■ **Exercise task**: Give back the lines from the start of the records through the line containing "pixel 501 207", copied exactly.

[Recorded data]
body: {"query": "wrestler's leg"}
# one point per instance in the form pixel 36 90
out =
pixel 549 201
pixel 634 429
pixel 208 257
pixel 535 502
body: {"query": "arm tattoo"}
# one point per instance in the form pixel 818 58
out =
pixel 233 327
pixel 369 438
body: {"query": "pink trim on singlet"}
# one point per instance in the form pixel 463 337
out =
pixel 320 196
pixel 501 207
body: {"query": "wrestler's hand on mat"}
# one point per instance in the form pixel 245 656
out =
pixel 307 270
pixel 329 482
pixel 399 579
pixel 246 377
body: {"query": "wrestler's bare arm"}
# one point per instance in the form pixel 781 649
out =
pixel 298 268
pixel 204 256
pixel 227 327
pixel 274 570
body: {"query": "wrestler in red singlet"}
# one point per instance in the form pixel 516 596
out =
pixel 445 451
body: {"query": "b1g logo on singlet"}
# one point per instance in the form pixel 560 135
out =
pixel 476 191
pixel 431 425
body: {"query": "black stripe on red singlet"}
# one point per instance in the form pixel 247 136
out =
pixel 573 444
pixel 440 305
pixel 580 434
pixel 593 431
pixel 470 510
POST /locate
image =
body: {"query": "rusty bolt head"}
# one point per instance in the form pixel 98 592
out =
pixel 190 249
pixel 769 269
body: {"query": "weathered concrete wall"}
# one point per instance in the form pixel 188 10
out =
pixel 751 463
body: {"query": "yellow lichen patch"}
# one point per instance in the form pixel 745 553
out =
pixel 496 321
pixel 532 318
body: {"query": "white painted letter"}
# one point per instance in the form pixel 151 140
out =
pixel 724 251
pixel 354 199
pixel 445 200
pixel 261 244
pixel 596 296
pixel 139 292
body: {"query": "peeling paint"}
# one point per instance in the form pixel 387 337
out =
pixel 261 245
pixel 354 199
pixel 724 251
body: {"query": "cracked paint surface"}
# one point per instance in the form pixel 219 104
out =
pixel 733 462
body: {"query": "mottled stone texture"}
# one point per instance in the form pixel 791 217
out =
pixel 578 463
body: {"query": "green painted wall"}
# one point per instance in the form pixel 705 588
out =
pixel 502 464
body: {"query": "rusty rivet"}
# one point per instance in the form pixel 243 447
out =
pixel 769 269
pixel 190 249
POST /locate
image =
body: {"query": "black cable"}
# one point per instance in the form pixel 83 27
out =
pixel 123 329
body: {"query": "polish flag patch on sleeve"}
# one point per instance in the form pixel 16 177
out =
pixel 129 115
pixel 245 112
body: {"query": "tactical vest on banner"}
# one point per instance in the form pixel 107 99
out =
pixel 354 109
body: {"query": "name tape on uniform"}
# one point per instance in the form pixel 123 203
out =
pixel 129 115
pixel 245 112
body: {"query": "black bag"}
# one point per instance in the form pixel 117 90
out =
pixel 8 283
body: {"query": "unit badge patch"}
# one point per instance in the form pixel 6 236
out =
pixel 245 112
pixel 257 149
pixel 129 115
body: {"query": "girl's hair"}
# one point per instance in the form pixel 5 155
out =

■ **Written solution**:
body: {"query": "wrestler's leg"}
# one point per instance in the form pixel 36 90
out =
pixel 549 201
pixel 634 429
pixel 208 257
pixel 535 502
body: {"query": "arm tattoo"}
# one point per instance in the form pixel 818 58
out =
pixel 233 327
pixel 369 438
body: {"query": "pink trim on singlet"}
# one point per instance in the form pixel 463 337
out =
pixel 320 196
pixel 501 207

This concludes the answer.